━━━━━ Provided data ━━━━━

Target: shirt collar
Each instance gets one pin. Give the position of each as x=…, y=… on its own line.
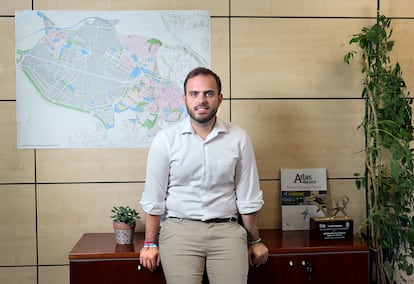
x=186, y=127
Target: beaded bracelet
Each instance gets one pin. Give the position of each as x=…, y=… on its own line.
x=258, y=240
x=150, y=245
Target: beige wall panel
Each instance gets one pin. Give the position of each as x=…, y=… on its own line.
x=54, y=275
x=66, y=212
x=15, y=165
x=356, y=207
x=303, y=133
x=216, y=7
x=7, y=63
x=270, y=216
x=220, y=61
x=397, y=8
x=7, y=7
x=315, y=8
x=403, y=35
x=18, y=225
x=293, y=58
x=18, y=275
x=67, y=165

━━━━━

Task goal
Rewrite all the records above with "pin" replaced by "marker" and everything else left as it is. Leave the pictures out.

Task response
Target: shirt collar
Each instance gets one marker. Give the position of each as x=…, y=… on its own line.
x=186, y=127
Target: beaded bracelet
Each instance gets one marker. Give the position of each as x=…, y=… on its own line.
x=258, y=240
x=150, y=245
Target: beige wall panel
Each instance gets one marker. Give the position of each as x=…, y=… on its own line.
x=54, y=275
x=66, y=212
x=15, y=165
x=356, y=207
x=303, y=133
x=216, y=7
x=7, y=63
x=270, y=216
x=220, y=61
x=397, y=8
x=7, y=7
x=315, y=8
x=403, y=35
x=18, y=225
x=293, y=58
x=18, y=275
x=67, y=165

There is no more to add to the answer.